→ **EXERCISE DESCRIPTION**
Convert the records below into a two-column CSV with the header label_request,points, giving one row per request with its text and its answer, each in a single quoted field where line breaks become spaces. Cover every record, and leave the pictures out.

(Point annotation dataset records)
====================
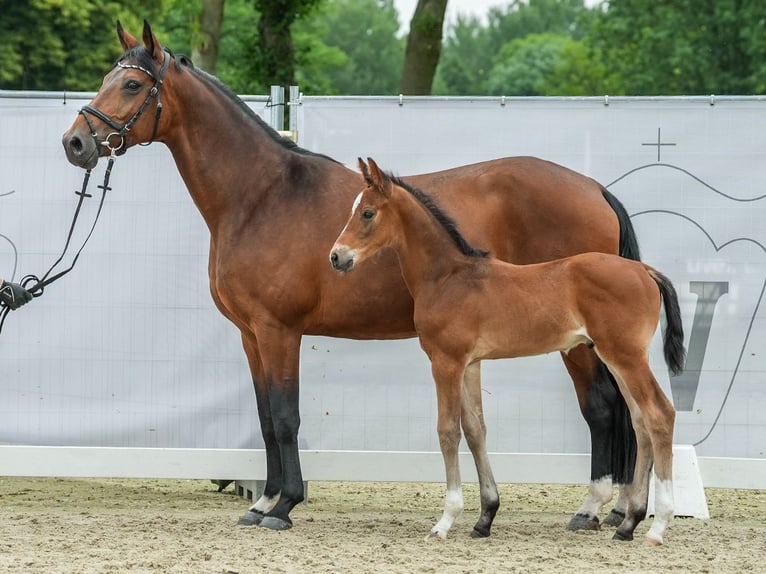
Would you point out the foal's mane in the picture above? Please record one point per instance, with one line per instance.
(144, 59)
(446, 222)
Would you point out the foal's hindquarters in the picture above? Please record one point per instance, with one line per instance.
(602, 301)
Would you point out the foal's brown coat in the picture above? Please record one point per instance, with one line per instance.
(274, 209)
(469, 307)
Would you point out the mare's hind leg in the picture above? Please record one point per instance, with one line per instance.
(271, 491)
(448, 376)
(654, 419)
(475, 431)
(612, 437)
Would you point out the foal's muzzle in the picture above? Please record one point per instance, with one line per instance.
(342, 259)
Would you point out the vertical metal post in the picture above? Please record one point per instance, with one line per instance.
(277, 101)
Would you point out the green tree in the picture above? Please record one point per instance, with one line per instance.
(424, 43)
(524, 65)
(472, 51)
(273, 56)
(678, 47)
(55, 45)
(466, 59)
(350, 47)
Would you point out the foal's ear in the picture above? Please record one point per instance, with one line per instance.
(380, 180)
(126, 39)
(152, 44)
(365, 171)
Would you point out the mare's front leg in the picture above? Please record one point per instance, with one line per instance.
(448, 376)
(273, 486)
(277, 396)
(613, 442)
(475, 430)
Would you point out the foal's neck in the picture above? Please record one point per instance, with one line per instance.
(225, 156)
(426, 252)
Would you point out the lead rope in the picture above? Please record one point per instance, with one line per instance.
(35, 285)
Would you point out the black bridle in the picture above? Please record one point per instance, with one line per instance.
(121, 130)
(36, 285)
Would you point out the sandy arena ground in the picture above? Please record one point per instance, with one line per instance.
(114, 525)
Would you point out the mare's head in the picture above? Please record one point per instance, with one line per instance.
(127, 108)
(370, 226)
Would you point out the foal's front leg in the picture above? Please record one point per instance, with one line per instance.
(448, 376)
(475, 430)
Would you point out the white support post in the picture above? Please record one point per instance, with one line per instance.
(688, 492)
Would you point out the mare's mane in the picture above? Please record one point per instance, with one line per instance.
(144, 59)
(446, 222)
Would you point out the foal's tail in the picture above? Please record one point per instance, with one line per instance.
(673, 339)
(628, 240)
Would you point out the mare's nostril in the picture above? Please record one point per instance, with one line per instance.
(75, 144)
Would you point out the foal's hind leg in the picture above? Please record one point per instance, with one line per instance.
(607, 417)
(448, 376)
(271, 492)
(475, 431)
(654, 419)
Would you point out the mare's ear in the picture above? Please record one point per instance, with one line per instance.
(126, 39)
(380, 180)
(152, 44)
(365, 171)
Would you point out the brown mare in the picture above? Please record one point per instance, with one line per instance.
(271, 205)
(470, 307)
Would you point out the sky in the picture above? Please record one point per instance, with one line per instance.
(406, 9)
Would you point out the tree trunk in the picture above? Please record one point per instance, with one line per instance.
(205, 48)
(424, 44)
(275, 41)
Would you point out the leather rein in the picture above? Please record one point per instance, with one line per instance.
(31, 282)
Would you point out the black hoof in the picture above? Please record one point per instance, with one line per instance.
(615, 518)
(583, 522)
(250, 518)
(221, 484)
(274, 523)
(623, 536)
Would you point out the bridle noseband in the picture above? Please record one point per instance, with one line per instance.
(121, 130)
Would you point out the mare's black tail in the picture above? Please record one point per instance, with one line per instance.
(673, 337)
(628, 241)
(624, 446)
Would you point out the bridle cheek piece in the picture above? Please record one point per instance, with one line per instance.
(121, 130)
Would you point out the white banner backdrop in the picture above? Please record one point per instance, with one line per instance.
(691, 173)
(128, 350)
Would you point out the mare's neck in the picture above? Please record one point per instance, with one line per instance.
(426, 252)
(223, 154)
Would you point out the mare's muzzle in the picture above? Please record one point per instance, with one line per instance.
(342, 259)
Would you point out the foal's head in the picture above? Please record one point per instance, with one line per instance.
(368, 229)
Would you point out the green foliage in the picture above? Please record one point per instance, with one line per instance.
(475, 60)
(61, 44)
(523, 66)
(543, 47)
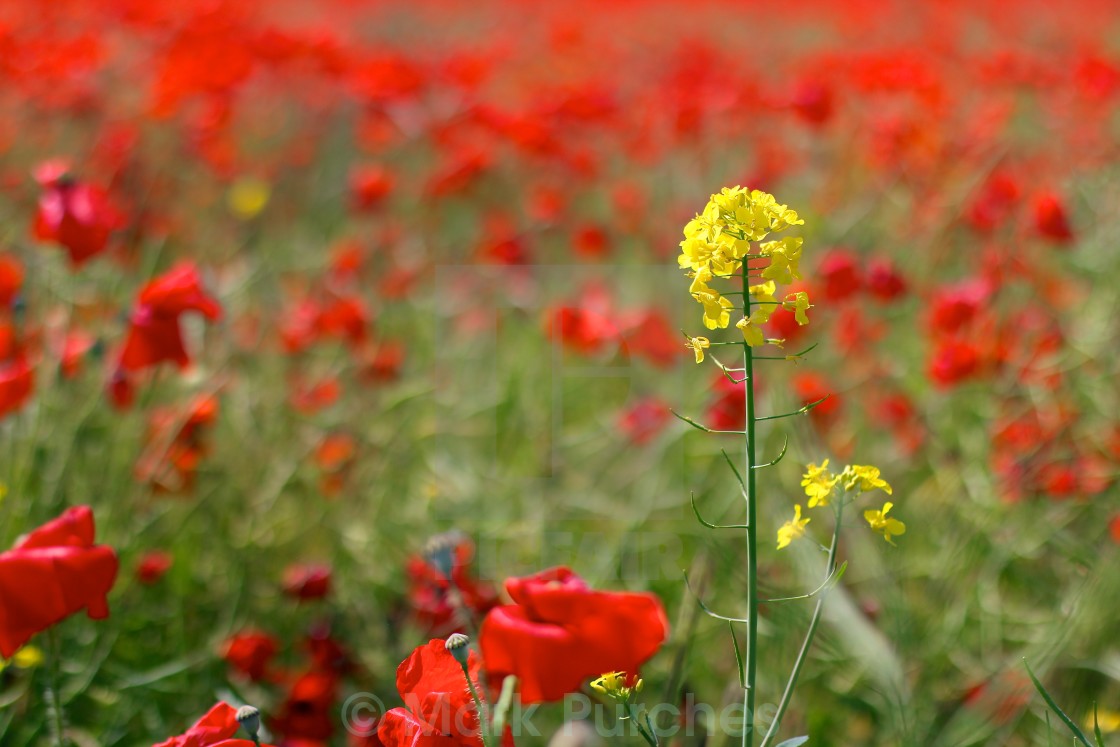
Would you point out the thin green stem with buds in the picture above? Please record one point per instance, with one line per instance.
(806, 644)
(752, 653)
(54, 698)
====================
→ **RESULT FOR THIS EXERCISE**
label_request,points
"Would you point out the foal's mane in the picture above? Please record one point per instance, with one line per instance.","(144, 59) (446, 222)"
"Would you point out the foal's hindquarters in the picture above? Please record one point per instance, with one line per instance.","(602, 301)"
"Would you point out the foal's brown coat in the picture above? Please record one point per instance, with one line per instance.","(274, 209) (469, 307)"
"Would you point out the mare's hind leg in the picture above? Please record one point per instance, with one line per instance.","(271, 491) (448, 376) (654, 419) (475, 431) (612, 437)"
"Would you point out the foal's muzzle in the picture above? Please record one point per instance, with one line per instance.","(342, 259)"
"Would you point out the vertical metal post in the picture above? Please record one point per instance, with one line per instance.","(277, 101)"
"Would you point out the green tree in the picture above? Please record one point per instance, with one line per instance.","(424, 43) (524, 65) (472, 51) (273, 56) (678, 47) (55, 45) (466, 59) (350, 47)"
"Would you point out the foal's ear in the picture above? Please record one point per instance, with one line per instance.","(380, 180) (126, 39) (152, 44) (365, 171)"
"Would you point out the mare's front leg in the picture above? Please record one point per instance, with one line per instance.","(448, 376) (273, 486) (277, 396) (613, 442) (475, 430)"
"Would you point out the foal's neck in the picture above? Please record one point per instance, with one line per instance.","(225, 156) (426, 252)"
"Would you point out the lead rope in the picture above? Please record one point per instance, with one line per instance.","(35, 285)"
"Would you point out the black bridle in the picture above? Please record one point per instance, with one line per instance.","(121, 130) (36, 285)"
"Would you point out the sandy arena ground in the picture above? Please record one point per instance, with one line per instance.","(114, 525)"
"Would you point out the mare's head in the picture above? Please record one point per instance, with one line per instance.","(127, 108) (370, 226)"
"Would you point out the foal's front leg in the picture above? Please record one point per instance, with one line per instance.","(448, 376) (475, 430)"
"Would you point out the white support post in the picture above? Please record one point per instance, with one line per instance.","(688, 492)"
"Would you point out the mare's mane in the picture above? Please record one point per instance, with one line per instance.","(144, 59) (446, 222)"
"Would you point out the foal's tail in the picture above? Please record one point per instance, with one line per instance.","(673, 339) (628, 240)"
"Would you point out the mare's nostril in the picture above? Please record one point per instance, with one line per instance.","(75, 144)"
"Would you point out the foal's hind leg in the picture above? Please record one point per instance, with one line per instance.","(607, 417) (448, 376) (271, 492) (475, 431) (654, 419)"
"Would you point out the mare's ear in the picture above? Please record one point per instance, with one line per instance.","(126, 39) (380, 180) (152, 44) (365, 171)"
"Would you point out the brown mare in the picture above? Please record one point per instance, with one line per instance.","(271, 205) (470, 307)"
"Would you point out the sky in the picture above? Please record one point per instance, with one line per instance.","(406, 9)"
"Would you point out the tree trunk in the picture above? Please record one point per instance, with one line per instance.","(205, 48) (424, 44) (275, 41)"
"Would you point out the leather rein in the picture above? Please record one point per instance, with one line per instance.","(31, 282)"
"Would you point out the black hoof in the picture above? Please record one point per instance, with one line per instance.","(615, 518) (583, 522) (250, 518) (221, 484) (274, 523) (623, 536)"
"Would you point out the bridle noseband in the picture above? Please record one point per instance, with one line per instance.","(121, 130)"
"Would you point out the mare's black tail in the picture above? Please record one point per instance, with one line per instance.","(673, 337) (628, 241) (624, 446)"
"Would you point out the bridle cheek piece in the picture above? Please record one point per instance, with one line per instance.","(121, 130)"
"Would you point out the white banner backdrop in the picture above? Please record one point per instance, with one line per instance.","(691, 173) (128, 350)"
"Would you point out the mare's neck in the picture above? Please record one point per instance, with one line per instance.","(426, 252) (223, 154)"
"Would you point out the mare's muzzle in the picture above? Please record one point per instance, with one line per instance.","(342, 259)"
"Would you point out the foal's head in the picture above? Please record one point per instance, with one line per instance.","(368, 229)"
"Would you point out the green foliage in the picture above? Please record one point per instance, with one line per instance.","(475, 60) (61, 44) (523, 66) (543, 47)"
"Would you point out the thin green stem with buds in the picture above? Please record one point per instance, with one line per instance.","(806, 644) (752, 653) (54, 698)"